▸ What this task involves
Line by line, reproduce the records exactly.

▸ Data to process
- - - - - - -

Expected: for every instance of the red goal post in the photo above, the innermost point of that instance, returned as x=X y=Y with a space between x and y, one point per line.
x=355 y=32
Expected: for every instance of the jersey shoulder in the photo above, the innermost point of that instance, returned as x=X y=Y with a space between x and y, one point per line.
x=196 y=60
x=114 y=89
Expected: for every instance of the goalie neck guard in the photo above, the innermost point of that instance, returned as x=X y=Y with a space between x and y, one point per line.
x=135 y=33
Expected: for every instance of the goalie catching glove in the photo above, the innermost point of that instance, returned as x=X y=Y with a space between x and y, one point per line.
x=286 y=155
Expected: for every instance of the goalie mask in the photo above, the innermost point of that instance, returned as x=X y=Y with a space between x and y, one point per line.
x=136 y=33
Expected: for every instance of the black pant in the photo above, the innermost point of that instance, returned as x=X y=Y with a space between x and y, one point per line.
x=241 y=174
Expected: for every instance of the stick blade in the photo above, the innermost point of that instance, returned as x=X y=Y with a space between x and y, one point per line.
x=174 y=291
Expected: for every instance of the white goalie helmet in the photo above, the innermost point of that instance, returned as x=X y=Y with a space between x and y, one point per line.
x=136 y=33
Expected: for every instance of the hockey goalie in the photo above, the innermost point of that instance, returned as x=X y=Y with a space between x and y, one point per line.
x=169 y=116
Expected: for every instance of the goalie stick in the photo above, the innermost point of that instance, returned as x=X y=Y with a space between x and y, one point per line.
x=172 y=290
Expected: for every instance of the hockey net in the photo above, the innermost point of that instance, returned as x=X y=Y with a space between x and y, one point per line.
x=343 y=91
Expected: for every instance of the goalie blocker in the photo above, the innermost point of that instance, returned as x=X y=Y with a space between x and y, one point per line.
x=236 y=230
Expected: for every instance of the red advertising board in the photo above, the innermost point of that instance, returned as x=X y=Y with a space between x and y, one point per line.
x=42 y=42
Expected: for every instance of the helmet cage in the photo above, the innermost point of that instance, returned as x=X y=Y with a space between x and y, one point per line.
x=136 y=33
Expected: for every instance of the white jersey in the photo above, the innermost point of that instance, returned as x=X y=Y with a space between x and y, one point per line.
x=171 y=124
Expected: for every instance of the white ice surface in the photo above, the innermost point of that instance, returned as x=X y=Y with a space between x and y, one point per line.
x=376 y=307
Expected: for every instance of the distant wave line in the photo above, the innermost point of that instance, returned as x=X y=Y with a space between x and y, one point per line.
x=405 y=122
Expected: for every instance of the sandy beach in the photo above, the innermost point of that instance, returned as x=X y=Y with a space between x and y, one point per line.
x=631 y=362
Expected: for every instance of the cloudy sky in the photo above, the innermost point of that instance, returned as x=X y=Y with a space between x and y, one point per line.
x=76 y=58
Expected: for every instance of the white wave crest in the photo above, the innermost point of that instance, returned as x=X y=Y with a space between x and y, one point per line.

- - - - - - -

▸ Exercise response
Expected: for every instance of the red goal post in the photo above, the innermost point of that instance, returned as x=X y=Y with a space between x and y, one point per line.
x=355 y=32
Expected: for every instance of the jersey shoulder in the photo above, the innermost point of that instance, returned as x=X y=Y with a space between x and y, one point per line.
x=196 y=60
x=114 y=89
Expected: for every instance of the goalie neck guard in the photo above, the innermost point of that instance, returned as x=X y=Y with a space between x and y, one point per line.
x=135 y=33
Expected: for every instance of the goalie catching glove in the photo above, the innermost point of that instance, returned as x=X y=Y with a space between x and y, one point per line.
x=286 y=155
Expected: for every instance of the goalie mask in the photo above, the innermost point of that instance, returned as x=X y=Y with a space between x and y, one point per line.
x=136 y=33
Expected: for every instance of the black pant in the photo above, the innermost point of that instance, returned as x=X y=Y with a space between x and y, one point per line.
x=241 y=174
Expected: for every instance of the stick blade in the photo above, the innermost point of that instance, returned as x=X y=Y with a space between x and y, one point per line.
x=174 y=291
Expected: for every instance of the white goalie helmet in the photo above, the innermost point of that instance, returned as x=X y=Y with a space between x and y, one point per line.
x=136 y=33
Expected: for every instance of the hockey goalie in the photo above, the innermost point of that instance, returned as x=X y=Y with a space between x and y, one point per line.
x=169 y=116
Expected: for every instance of the goalie stick in the photo above, the innermost point of that instance, returned as x=X y=Y with a space between x and y, one point per line.
x=172 y=290
Expected: for every instance of the hockey net in the photo above, the innermost point of that instance, returned as x=X y=Y with a space between x and y, one point per line.
x=343 y=91
Expected: for every instance of the goalie blocker in the photo above, the innermost point of that instance, returned as x=X y=Y with a space between x and y, one point per line.
x=236 y=230
Expected: for every instance of the red advertising board in the photo above, the innermost point of that instance, returned as x=X y=Y with a space between x and y, one point per line.
x=42 y=42
Expected: for every instance of the helmet cage in the photo above, the innermost point of that instance, returned as x=X y=Y with a space between x and y, one point per line.
x=136 y=33
Expected: for every instance of the white jersey in the photo above, the innermost point of that instance, returned as x=X y=Y with a space between x and y, one point per line.
x=171 y=124
Expected: for every instance of the white ice surface in the photo above, the innermost point of that instance, returned as x=X y=Y with a space between x and y, one point per line.
x=376 y=307
Expected: for every instance of the distant wave line in the photo above, the innermost point of that instance, returned as x=X y=Y with a space between x and y, one point per line.
x=405 y=122
Expected: for every instance of the sandy beach in the photo above, the innermost point of that instance, returned as x=X y=Y with a space between x and y, one point per line.
x=631 y=362
Expected: for every instance of the cloudy sky in the photo above, the innermost point of that instance, returned as x=X y=Y with a space between x and y, one point per line.
x=76 y=58
Expected: for every instance of the white wave crest in the photo above, the innermost point of that instance, returned as x=X y=Y with a space between x and y, one point per line.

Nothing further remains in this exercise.